• _Text excerpt_:
#####
HOORAY FOR THE PEACEFUL SONS AND DAUGHTERS OF MOSES!!!!!

This is tragedy of some lesser magnitude. But it's likely to become of increasing magnitude when we see what we get stuck with. Rumours abound that it's going to be some Bill James disciple who thinks you can tell more by looking at glow-charts with dots where balls bounced than actually watching the game.
Joe got hacked because they think he's a dinosaur. The reality is that he's an observant instinctualist, light years ahead of where reaching the top of their game will ever get them.
Oh, he gets stuck on things, things that he thinks are important. There was an extended period of years where a casual observer might have reasonably reached the conclusion that Joe thought the world revolved as a result of "bat speed," and the minute you heard the term you know that he was about to mention Gary Sheffield at least ten times. Of course Joe was just trying to say what the better Bill James fanatics are ("home runs, rbi and batting average don't measure everything, and miss some very meaningful stuff"), and his contribution, as contrasted to OBA (which is a useful thing) or WAR (which is such a bizarre and gross simplification in the wake of intellectual gymnastics that I'm surprised the pope's not using it), is that it's important to swing the bat through the strike zone quickly: it gives you longer to see the pitch, it gives you longer to adjust, just as obviously as it allows you to generate more power.
I'm going to use an oversimplification: I'm going to call all the "new stats" guys Bill James for awhile, the rest of this essay. This is unfair to Bill James because he's a genius and many of his followers are idiots-the proverbial dweebs in the basement-and also unfair to some of my favorite commentators, including Joe Posnanski (who writes so beautifully about the soul of the game one day, and gets stuck in the muck the next), Rob Neyer (who loves the new stats but stresses the limitations) and Keith Law (perhaps the foremost advocate of the esoteric art of scouting), who loosely would fit in the group but are miles ahead of the pack.
The Bill James guys are fundamentally wrong because their stats isolate individual performance, and baseball is a team game. Isolated performance is interesting and useful, but too many of them take it as definitive. It's like limiting a discussion on racing to how the sparkplugs are firing, without considering the track in detail or the cars around it much. Baseball is a game with effectively infinite possibilities, and statistics are by definition an effort to categorize. But while that's all good and very interesting....there is certainly some merit to many of the new stats-though they're not as direct a reflection of anything as important as rbi (yes, the runner has to be on base already or the guy has to hit a home run...) or wins (yes, that's right, the pitcher's team has to win the game...this is the point of the game, and the teams that do it most go to the PLAYOFFS, which is even more important than BA in LISP, though hardly unrelated)...it's totally missing the point here.
#####
• _Given instruction A_: Using the baseball essay, mark each statement yes or no and quote the exact words that decide it: (i) The writer calls WAR a useful measure. (ii) Rob Neyer is described as loving the new stats while stressing their limitations. (iii) The writer calls baseball a team game.
• _Given instruction B_: Write the next part of the baseball essay, starting right after its final sentence.
The items that come after the baseball essay are separate material.

• _Record list_:
#####
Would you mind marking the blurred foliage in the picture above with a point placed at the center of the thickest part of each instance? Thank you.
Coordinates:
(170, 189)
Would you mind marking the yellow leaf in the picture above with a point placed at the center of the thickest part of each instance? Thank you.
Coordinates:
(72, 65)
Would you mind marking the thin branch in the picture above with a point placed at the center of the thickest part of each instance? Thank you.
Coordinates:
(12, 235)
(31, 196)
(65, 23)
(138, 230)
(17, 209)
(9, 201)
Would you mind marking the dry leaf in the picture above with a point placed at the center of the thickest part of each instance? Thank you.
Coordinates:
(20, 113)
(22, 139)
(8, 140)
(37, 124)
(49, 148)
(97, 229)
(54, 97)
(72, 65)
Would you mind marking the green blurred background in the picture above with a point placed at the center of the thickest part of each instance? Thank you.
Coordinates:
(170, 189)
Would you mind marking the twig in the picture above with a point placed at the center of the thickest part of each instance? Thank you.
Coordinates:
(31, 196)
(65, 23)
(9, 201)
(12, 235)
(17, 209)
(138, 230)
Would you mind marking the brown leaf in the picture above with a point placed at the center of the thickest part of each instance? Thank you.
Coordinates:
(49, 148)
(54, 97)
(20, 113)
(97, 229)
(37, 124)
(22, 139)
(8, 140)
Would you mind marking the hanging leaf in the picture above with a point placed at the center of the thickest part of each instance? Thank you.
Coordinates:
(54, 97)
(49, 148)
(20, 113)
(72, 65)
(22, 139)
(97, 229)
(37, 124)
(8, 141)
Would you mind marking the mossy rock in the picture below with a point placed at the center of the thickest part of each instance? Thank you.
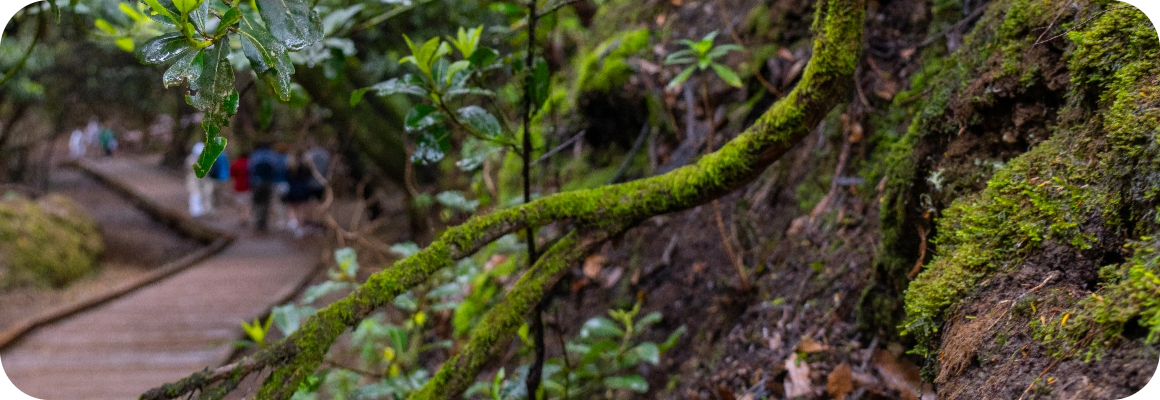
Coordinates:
(48, 242)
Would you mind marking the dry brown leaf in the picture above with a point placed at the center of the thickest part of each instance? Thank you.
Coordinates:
(797, 380)
(593, 264)
(898, 373)
(495, 260)
(811, 346)
(611, 276)
(840, 382)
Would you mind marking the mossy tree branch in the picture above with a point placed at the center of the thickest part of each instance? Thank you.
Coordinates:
(601, 212)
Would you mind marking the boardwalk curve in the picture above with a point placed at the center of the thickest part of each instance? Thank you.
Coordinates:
(167, 329)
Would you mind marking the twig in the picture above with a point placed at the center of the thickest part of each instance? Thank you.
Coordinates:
(630, 155)
(729, 248)
(558, 148)
(557, 7)
(957, 26)
(1056, 362)
(922, 253)
(1077, 27)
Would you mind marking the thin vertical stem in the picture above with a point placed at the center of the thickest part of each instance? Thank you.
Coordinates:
(537, 322)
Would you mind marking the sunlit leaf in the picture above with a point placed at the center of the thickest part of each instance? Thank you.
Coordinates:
(419, 117)
(430, 146)
(726, 74)
(291, 21)
(633, 383)
(481, 121)
(187, 67)
(682, 77)
(267, 56)
(600, 327)
(455, 200)
(647, 351)
(164, 49)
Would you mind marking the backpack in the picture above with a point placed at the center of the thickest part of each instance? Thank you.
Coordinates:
(220, 168)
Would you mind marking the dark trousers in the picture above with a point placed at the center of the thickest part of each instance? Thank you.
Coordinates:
(262, 195)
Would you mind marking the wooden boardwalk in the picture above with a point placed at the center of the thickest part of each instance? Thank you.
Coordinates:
(166, 331)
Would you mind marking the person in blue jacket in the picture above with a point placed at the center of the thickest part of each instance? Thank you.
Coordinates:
(267, 171)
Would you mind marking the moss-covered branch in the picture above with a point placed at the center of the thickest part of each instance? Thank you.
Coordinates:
(602, 211)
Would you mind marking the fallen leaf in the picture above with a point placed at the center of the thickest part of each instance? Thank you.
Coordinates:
(840, 382)
(797, 380)
(593, 264)
(495, 260)
(611, 276)
(811, 346)
(898, 373)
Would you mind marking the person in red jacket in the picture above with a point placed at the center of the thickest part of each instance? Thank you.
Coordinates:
(239, 171)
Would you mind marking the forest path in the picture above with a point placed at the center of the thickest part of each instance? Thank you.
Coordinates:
(171, 328)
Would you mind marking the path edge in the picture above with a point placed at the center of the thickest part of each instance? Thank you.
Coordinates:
(216, 240)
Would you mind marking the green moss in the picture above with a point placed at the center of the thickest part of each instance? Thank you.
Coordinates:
(49, 242)
(1101, 164)
(606, 66)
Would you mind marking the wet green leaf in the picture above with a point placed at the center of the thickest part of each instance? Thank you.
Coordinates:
(600, 327)
(187, 67)
(682, 77)
(164, 49)
(726, 74)
(291, 21)
(267, 56)
(229, 19)
(430, 146)
(480, 121)
(483, 57)
(647, 351)
(419, 117)
(216, 97)
(633, 383)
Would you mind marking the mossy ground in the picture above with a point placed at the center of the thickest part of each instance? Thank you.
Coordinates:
(1053, 222)
(48, 242)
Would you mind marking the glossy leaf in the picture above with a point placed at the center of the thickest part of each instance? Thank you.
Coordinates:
(229, 19)
(483, 57)
(291, 21)
(186, 6)
(600, 327)
(480, 121)
(187, 67)
(632, 383)
(216, 97)
(473, 153)
(682, 77)
(430, 147)
(419, 117)
(647, 351)
(391, 87)
(164, 49)
(267, 56)
(726, 74)
(455, 200)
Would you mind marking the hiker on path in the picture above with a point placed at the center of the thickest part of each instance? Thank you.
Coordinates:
(201, 190)
(298, 177)
(108, 140)
(267, 169)
(219, 174)
(77, 144)
(239, 172)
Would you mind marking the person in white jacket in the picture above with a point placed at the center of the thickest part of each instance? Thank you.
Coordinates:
(201, 190)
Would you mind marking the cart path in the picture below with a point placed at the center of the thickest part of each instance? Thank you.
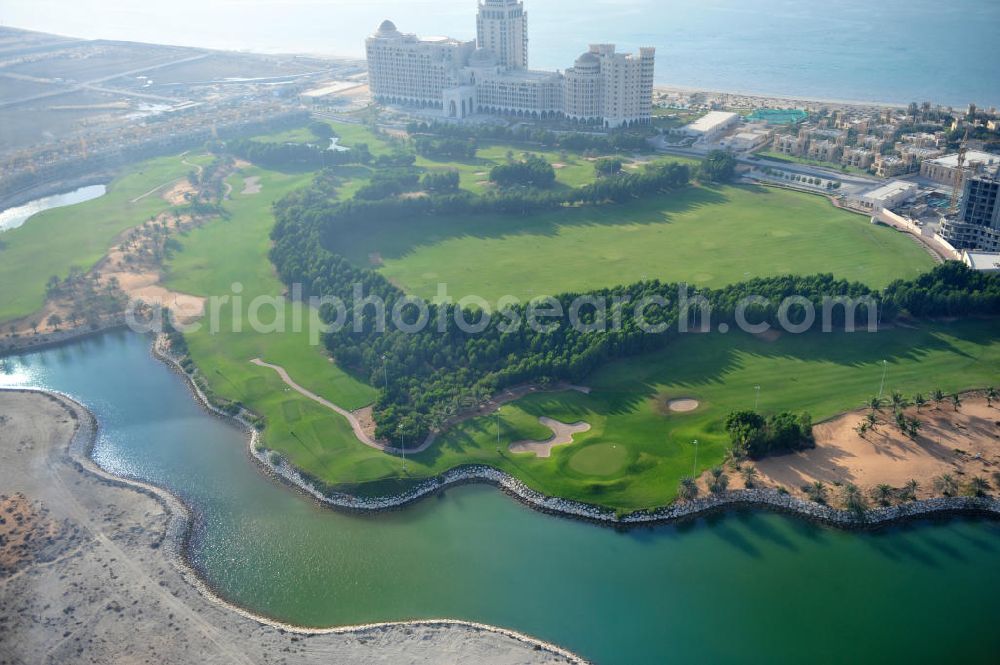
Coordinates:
(487, 408)
(359, 430)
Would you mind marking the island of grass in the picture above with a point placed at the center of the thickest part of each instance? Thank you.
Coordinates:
(80, 235)
(637, 448)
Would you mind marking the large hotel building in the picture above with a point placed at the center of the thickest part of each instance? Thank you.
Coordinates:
(491, 76)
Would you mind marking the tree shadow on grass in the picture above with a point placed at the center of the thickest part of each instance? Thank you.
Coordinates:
(398, 239)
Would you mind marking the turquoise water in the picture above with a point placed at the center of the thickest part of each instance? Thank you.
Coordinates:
(885, 50)
(746, 587)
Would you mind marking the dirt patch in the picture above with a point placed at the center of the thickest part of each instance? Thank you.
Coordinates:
(366, 419)
(770, 335)
(251, 185)
(964, 443)
(562, 434)
(120, 598)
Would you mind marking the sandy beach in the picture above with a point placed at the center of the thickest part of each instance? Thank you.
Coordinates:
(95, 583)
(964, 443)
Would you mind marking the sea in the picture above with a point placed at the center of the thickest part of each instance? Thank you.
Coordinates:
(894, 51)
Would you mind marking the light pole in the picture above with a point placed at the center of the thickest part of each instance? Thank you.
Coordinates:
(694, 471)
(402, 445)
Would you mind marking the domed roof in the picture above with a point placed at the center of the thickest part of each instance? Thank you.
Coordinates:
(482, 57)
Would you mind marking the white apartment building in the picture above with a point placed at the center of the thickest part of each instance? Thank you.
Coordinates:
(460, 78)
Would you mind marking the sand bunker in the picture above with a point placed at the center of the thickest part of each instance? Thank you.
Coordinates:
(251, 185)
(561, 435)
(963, 443)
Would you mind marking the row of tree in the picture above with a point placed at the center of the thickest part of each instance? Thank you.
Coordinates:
(622, 140)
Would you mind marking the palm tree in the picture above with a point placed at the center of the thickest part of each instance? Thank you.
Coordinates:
(854, 501)
(901, 422)
(719, 481)
(817, 491)
(937, 396)
(882, 493)
(978, 486)
(945, 484)
(688, 489)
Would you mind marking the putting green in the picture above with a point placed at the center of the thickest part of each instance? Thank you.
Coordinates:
(600, 459)
(704, 236)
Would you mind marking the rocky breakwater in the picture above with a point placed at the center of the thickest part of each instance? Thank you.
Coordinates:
(273, 464)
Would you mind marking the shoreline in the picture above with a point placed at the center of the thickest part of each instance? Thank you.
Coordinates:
(180, 527)
(567, 508)
(179, 523)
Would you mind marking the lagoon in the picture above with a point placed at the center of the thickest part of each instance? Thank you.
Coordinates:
(741, 587)
(12, 218)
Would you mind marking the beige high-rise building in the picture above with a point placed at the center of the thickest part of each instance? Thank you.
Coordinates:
(462, 78)
(502, 27)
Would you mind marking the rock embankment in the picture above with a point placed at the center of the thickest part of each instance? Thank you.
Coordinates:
(761, 498)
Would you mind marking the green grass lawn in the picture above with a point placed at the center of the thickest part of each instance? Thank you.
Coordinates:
(705, 236)
(637, 450)
(80, 235)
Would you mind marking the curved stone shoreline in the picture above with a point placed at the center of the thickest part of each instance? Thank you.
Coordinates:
(179, 530)
(756, 498)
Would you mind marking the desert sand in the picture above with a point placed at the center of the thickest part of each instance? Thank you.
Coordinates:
(562, 434)
(99, 588)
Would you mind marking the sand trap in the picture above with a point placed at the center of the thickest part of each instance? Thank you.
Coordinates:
(251, 185)
(886, 456)
(683, 405)
(561, 435)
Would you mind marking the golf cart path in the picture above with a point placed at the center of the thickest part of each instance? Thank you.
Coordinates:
(359, 431)
(562, 434)
(489, 407)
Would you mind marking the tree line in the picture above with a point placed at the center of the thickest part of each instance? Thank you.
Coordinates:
(443, 369)
(620, 140)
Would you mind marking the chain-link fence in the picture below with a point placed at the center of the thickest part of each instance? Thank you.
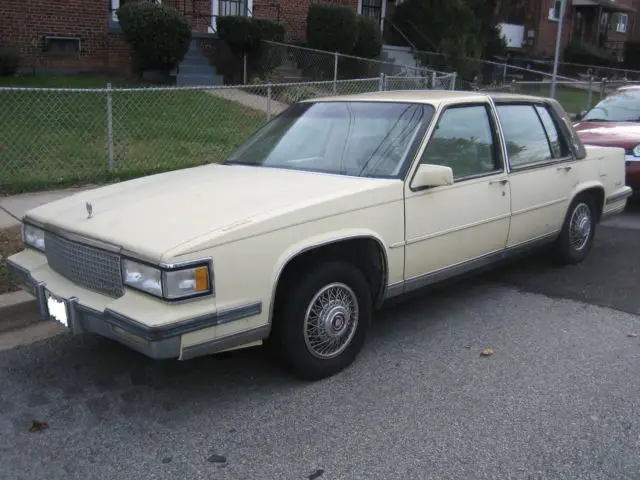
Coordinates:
(57, 137)
(281, 62)
(575, 96)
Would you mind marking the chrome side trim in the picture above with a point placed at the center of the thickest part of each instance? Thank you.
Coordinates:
(462, 268)
(458, 229)
(384, 259)
(619, 196)
(230, 341)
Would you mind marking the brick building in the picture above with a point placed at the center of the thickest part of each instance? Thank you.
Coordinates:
(532, 25)
(78, 35)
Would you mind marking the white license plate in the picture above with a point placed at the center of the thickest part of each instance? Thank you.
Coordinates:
(57, 310)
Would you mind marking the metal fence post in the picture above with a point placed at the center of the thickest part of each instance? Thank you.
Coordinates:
(244, 69)
(335, 73)
(590, 96)
(268, 103)
(109, 128)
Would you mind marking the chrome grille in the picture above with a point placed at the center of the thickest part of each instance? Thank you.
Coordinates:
(87, 266)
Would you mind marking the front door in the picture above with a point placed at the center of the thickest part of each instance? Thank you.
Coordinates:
(542, 176)
(454, 225)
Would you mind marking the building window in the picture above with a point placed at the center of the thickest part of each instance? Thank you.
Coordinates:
(116, 4)
(233, 8)
(622, 23)
(554, 11)
(372, 8)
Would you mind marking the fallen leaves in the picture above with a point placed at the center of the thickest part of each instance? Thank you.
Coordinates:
(217, 459)
(37, 426)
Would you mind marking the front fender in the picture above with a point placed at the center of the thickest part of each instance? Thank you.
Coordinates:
(322, 240)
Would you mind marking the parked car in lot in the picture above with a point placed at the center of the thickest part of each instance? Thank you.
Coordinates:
(335, 206)
(615, 122)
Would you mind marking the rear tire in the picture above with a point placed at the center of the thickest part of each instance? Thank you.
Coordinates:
(322, 320)
(576, 238)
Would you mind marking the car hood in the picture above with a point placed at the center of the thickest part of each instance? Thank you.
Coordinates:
(609, 134)
(153, 215)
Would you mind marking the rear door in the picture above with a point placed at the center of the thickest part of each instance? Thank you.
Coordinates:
(452, 228)
(541, 170)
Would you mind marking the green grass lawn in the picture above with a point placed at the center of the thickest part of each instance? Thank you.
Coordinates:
(53, 139)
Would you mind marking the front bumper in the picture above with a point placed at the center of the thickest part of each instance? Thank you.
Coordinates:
(158, 342)
(633, 173)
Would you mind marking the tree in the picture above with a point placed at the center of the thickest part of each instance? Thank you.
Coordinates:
(457, 29)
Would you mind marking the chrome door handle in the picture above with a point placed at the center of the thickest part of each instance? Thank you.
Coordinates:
(504, 181)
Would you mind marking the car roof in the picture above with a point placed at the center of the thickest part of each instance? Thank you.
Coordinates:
(433, 97)
(629, 87)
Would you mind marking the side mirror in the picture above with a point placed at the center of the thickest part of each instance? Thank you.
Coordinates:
(428, 176)
(579, 116)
#####
• _Final answer A_:
(i) No: "WAR (which is such a bizarre and gross simplification"
(ii) Yes: "Rob Neyer (who loves the new stats but stresses the limitations)"
(iii) Yes: "baseball is a team game"

• _Final answer B_:
People who watch baseball games fall into too many categories to categorize: stats nuts, casual guys in bars, baseball stat fanatics of the many Bill Jamesish mind-sets, traditionalists (this is, admittedly, probably where I most fit in), etc. But the stats nerds already know more than any announcer is going to be able to tell them in fifteen seconds or less, hell they're sitting there watching the game in their proverbial basements with no less than three computers going so they can cross-index BATVORP against endocrine-LISP;;; nothing wrong with that in my opinion, and it's not pointless just inadequate...but the rest of us want-in some other way-to be entertained.
And Joe Morgan is an entertaining commentator, and an insightful one. He's long on esoteric observations bordering on mysticism....I've seen him regularly suggest pinch hitters with terrible averages against the guy pitching (small sample, I know, the better Bill Jameses don't care about it but too many do) and situational stats, and similar pitcher stats...and on those rare occasions that the manager actually does it he's been right more often than not (more than .500? I've got to quantify this!) My favorite time was when Joe kept suggesting some scrub utility guy, and Jon Miller was pointing out that he was in a 1 for 29 slump and hadn't reached base against the pitcher in like thirty lifetime plate appearances, and Joe was getting all stubborn and the manager (must have been Dusty Baker, right?) sent the guy up and on the second pitch he hit a game winning double and JOE SCREAMED "STATISTICS TELL YOU WHAT HAPPENED BEFORE!!!!!"
Which is difficult to dispute.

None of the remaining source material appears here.